PROBLEM REQUIREMENTS: Reproduce the stretch from the line containing "segment(query) segments every" through the line containing "Trace the outline of every instance of the grassy", changing "grassy slope" to "green hillside" and keeping everything else unchanged. Leave the pictures out of your version.

INPUT FOR THIS TASK:
--------

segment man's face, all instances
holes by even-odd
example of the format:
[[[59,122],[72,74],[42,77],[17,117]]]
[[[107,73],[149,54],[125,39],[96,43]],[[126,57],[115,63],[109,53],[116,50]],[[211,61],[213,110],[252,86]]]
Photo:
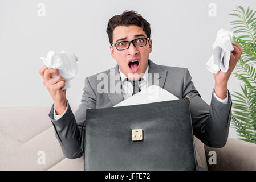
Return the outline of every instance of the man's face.
[[[136,25],[118,26],[113,32],[113,43],[124,40],[131,41],[139,38],[147,38],[147,34],[141,27]],[[128,76],[132,76],[134,78],[132,80],[137,80],[139,77],[136,76],[141,76],[147,69],[149,53],[152,51],[152,40],[150,39],[146,46],[140,47],[135,47],[131,43],[129,48],[123,51],[119,51],[115,46],[113,48],[111,46],[110,51],[120,71],[127,78],[130,78]],[[135,60],[137,61],[135,62]]]

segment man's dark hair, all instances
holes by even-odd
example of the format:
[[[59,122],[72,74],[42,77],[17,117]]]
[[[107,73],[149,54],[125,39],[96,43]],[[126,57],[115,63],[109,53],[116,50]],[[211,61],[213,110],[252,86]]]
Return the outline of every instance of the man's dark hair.
[[[108,35],[108,39],[111,45],[113,44],[113,31],[119,25],[126,26],[136,25],[141,27],[146,32],[147,37],[150,38],[151,30],[149,23],[137,12],[133,10],[125,10],[121,15],[116,15],[112,17],[108,21],[107,34]]]

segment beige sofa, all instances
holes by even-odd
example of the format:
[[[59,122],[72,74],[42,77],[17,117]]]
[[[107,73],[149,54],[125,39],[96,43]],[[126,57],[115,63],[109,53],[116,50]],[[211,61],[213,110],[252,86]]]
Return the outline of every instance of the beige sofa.
[[[71,106],[74,112],[77,106]],[[0,107],[0,170],[83,170],[83,158],[62,154],[48,118],[50,107]],[[221,148],[195,138],[197,160],[209,170],[256,170],[256,144],[229,138]],[[210,151],[216,152],[216,164]],[[43,159],[45,159],[43,160]],[[44,163],[45,162],[45,163]]]

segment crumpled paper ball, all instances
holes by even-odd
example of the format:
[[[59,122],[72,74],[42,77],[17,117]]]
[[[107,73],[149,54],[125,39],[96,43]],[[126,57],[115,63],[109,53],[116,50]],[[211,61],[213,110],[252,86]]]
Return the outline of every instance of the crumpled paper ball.
[[[223,28],[217,32],[213,45],[213,55],[205,64],[209,72],[216,74],[220,70],[223,72],[228,71],[231,51],[234,50],[232,39],[232,32]]]
[[[65,86],[62,90],[66,90],[71,87],[70,81],[75,78],[78,73],[78,57],[71,52],[64,51],[50,51],[46,58],[41,57],[40,60],[48,68],[58,69],[59,75],[66,80]],[[52,75],[52,78],[55,76],[56,75]]]

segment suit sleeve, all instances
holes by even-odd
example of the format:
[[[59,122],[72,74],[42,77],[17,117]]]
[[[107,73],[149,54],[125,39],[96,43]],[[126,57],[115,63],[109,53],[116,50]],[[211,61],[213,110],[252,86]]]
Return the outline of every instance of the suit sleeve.
[[[210,105],[208,105],[196,90],[187,68],[184,69],[183,98],[190,97],[190,110],[193,133],[210,147],[224,147],[227,142],[231,115],[232,101],[227,90],[227,104],[222,103],[212,93]]]
[[[86,118],[86,109],[96,108],[96,94],[93,91],[88,78],[85,79],[81,104],[74,114],[69,102],[66,113],[59,119],[54,119],[54,105],[52,105],[49,117],[55,129],[55,136],[59,141],[64,155],[69,159],[80,158],[83,155],[81,149],[81,127]]]

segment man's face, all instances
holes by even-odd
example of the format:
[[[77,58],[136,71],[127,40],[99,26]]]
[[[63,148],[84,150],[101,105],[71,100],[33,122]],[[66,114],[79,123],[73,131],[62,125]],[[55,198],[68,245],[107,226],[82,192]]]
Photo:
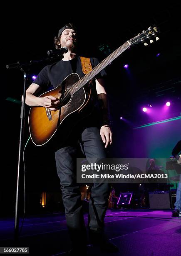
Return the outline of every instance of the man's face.
[[[60,36],[60,44],[61,46],[66,46],[68,49],[73,49],[76,42],[76,32],[71,28],[64,30]]]

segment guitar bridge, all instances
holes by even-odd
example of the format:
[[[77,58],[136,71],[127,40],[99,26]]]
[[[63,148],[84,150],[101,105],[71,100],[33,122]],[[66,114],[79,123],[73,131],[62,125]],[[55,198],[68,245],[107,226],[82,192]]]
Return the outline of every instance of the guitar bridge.
[[[51,113],[51,110],[48,108],[45,108],[46,113],[47,114],[47,117],[49,120],[49,121],[52,120],[52,116]]]

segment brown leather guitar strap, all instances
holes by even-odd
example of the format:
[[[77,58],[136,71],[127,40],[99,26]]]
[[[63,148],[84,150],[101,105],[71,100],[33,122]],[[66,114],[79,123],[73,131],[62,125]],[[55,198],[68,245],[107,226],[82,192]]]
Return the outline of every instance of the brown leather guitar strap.
[[[92,70],[89,58],[81,56],[80,60],[81,61],[82,68],[84,74],[86,74]]]

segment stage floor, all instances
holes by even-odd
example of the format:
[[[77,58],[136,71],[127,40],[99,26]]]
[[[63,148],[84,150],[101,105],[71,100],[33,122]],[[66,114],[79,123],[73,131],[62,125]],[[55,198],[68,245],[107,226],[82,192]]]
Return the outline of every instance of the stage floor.
[[[87,214],[84,217],[87,225]],[[105,222],[106,234],[110,241],[119,247],[119,252],[102,253],[89,244],[88,255],[181,255],[181,217],[172,217],[171,210],[108,209]],[[0,219],[0,247],[16,246],[13,241],[14,226],[14,218]],[[64,215],[57,213],[26,217],[19,246],[29,247],[31,255],[68,255],[70,244]]]

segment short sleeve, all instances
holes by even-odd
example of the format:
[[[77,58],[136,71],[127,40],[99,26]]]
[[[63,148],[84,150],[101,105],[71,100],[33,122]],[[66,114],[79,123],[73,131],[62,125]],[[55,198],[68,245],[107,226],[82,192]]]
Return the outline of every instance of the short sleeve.
[[[92,58],[92,63],[93,66],[92,68],[94,68],[96,66],[97,66],[99,63],[99,62],[98,59],[97,59],[96,58]],[[102,71],[101,71],[95,76],[95,79],[98,79],[99,78],[104,78],[105,76],[106,76],[107,75],[107,74],[104,69],[102,69]]]
[[[48,76],[47,66],[40,71],[33,82],[45,88],[50,85],[50,82]]]

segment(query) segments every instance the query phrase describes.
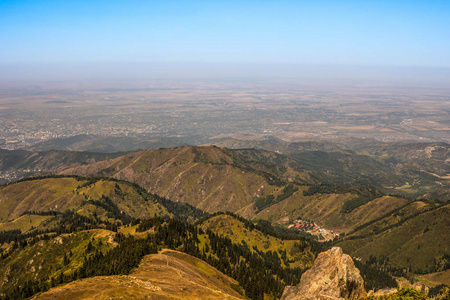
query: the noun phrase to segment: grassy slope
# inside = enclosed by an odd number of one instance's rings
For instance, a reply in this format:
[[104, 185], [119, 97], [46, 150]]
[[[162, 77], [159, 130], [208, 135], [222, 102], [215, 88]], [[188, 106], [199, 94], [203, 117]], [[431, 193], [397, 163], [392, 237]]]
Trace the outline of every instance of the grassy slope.
[[[11, 256], [0, 261], [0, 286], [8, 287], [20, 284], [25, 280], [39, 280], [46, 276], [56, 277], [59, 270], [70, 273], [80, 267], [84, 260], [87, 244], [92, 244], [102, 251], [107, 251], [113, 245], [110, 236], [114, 233], [107, 230], [90, 230], [66, 234], [50, 240], [42, 240], [31, 247], [15, 251]], [[102, 246], [99, 246], [102, 241]], [[70, 263], [63, 266], [63, 257], [69, 251], [72, 256]]]
[[[167, 214], [164, 207], [152, 201], [144, 201], [135, 188], [126, 183], [117, 183], [119, 190], [113, 181], [99, 180], [83, 186], [87, 183], [86, 180], [78, 181], [75, 178], [48, 178], [1, 187], [0, 228], [29, 229], [30, 223], [25, 221], [27, 218], [19, 218], [26, 211], [63, 212], [74, 209], [84, 215], [91, 215], [96, 211], [100, 216], [105, 216], [94, 205], [82, 206], [83, 201], [99, 200], [102, 195], [108, 196], [120, 210], [136, 218], [152, 217], [155, 213]], [[35, 219], [37, 222], [42, 218]]]
[[128, 180], [173, 201], [208, 212], [237, 211], [275, 187], [234, 164], [225, 149], [182, 147], [143, 151], [65, 171]]
[[355, 198], [353, 194], [315, 194], [303, 196], [299, 187], [291, 197], [263, 209], [255, 217], [272, 222], [285, 223], [299, 217], [313, 220], [318, 225], [338, 232], [349, 232], [356, 226], [369, 222], [407, 203], [406, 199], [384, 196], [354, 209], [341, 213], [345, 201]]
[[237, 282], [190, 255], [163, 250], [145, 256], [129, 276], [78, 280], [35, 299], [244, 299]]
[[249, 230], [239, 220], [229, 215], [218, 215], [206, 220], [201, 227], [209, 229], [221, 236], [230, 238], [233, 242], [243, 244], [245, 242], [250, 249], [254, 246], [259, 251], [280, 252], [286, 250], [287, 258], [294, 259], [291, 267], [311, 267], [314, 256], [309, 252], [292, 254], [292, 248], [296, 241], [281, 240], [266, 235], [258, 230]]
[[[420, 205], [413, 203], [411, 205]], [[408, 208], [411, 210], [411, 207]], [[405, 211], [408, 211], [405, 209]], [[378, 234], [354, 240], [342, 240], [337, 243], [352, 256], [367, 259], [370, 255], [387, 256], [394, 266], [413, 266], [413, 271], [426, 269], [433, 265], [434, 258], [450, 251], [450, 204], [423, 212], [405, 222], [393, 223], [381, 220], [372, 226], [386, 228]], [[389, 218], [400, 217], [389, 216]], [[366, 229], [367, 230], [367, 229]], [[366, 232], [367, 233], [367, 232]], [[358, 232], [354, 233], [357, 235]]]

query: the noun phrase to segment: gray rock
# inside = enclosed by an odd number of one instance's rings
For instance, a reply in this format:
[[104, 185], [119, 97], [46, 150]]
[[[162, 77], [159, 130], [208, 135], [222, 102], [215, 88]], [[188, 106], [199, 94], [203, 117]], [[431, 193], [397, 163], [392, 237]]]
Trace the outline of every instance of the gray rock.
[[366, 295], [352, 258], [334, 247], [317, 256], [297, 286], [287, 286], [281, 300], [357, 299]]

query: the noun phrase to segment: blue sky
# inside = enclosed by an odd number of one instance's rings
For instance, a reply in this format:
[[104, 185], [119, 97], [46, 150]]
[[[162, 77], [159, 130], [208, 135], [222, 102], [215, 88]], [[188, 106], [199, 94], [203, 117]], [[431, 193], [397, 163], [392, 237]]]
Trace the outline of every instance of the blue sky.
[[0, 63], [450, 67], [450, 1], [0, 1]]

--------

RESPONSE:
segment(query) segments every instance the query phrase describes.
query: the noun phrase to segment: green hillside
# inside = enclosed by an odd number of one instance's rings
For instance, a reply in this format:
[[104, 185], [119, 97], [46, 150]]
[[[162, 77], [159, 130], [208, 135], [222, 102], [215, 88]], [[188, 106], [199, 94], [203, 117]], [[431, 193], [397, 163], [392, 237]]]
Trace the outline of every instance of the green hillside.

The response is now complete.